Instruction:
Recast the lines of the entries below as a numbered list, omitting any blank lines and leaving out the pictures.
***** Record list
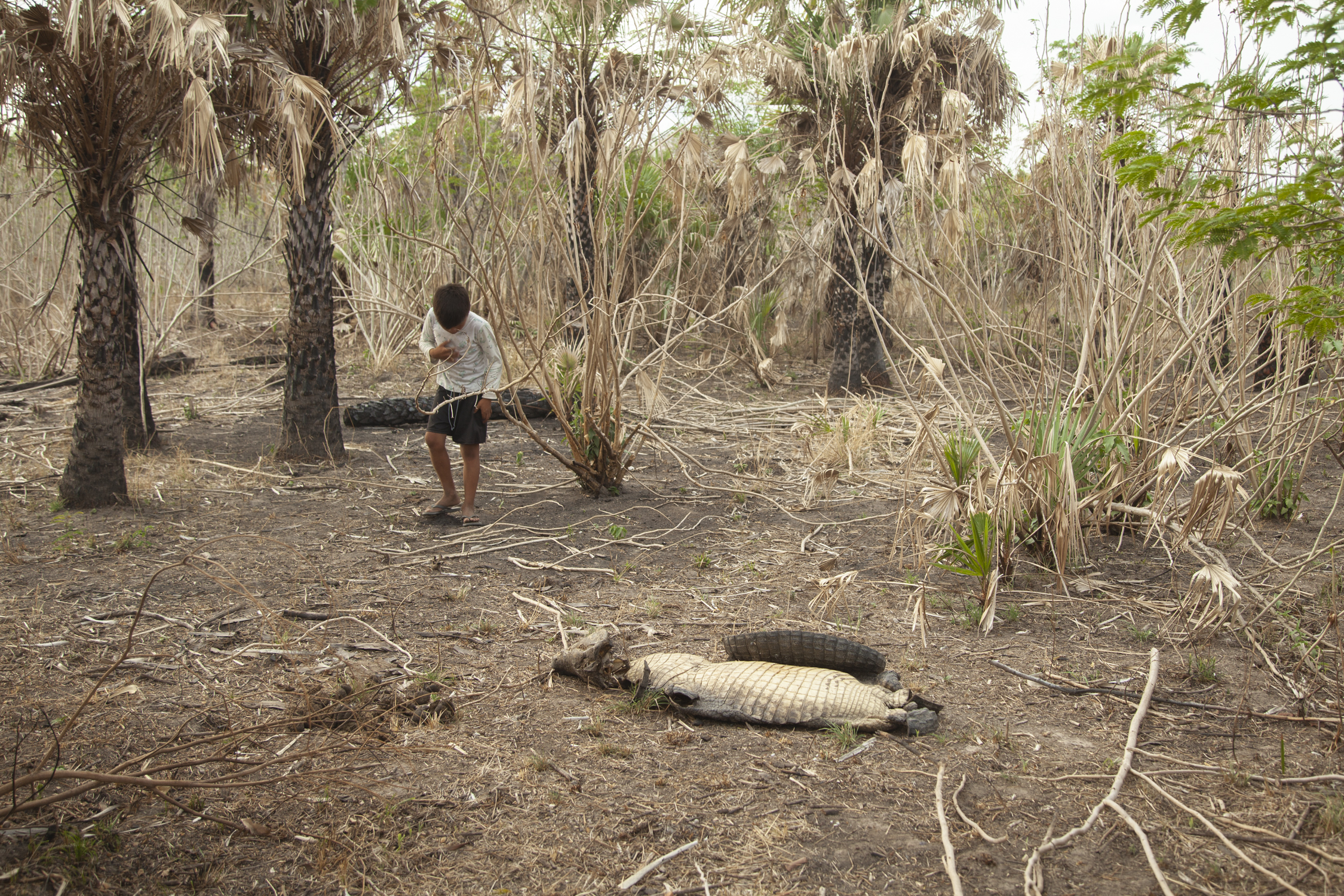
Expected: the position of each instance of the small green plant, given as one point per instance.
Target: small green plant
(133, 541)
(67, 541)
(960, 453)
(1203, 670)
(843, 738)
(619, 574)
(647, 702)
(1142, 636)
(1331, 821)
(974, 557)
(971, 614)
**********
The result:
1. Expected: the position of each instance of the small green plant, given as one point per instance.
2. Target: small green plant
3. (133, 541)
4. (67, 541)
5. (960, 453)
6. (1203, 670)
7. (843, 738)
8. (619, 574)
9. (647, 702)
10. (1142, 636)
11. (1331, 821)
12. (974, 557)
13. (971, 614)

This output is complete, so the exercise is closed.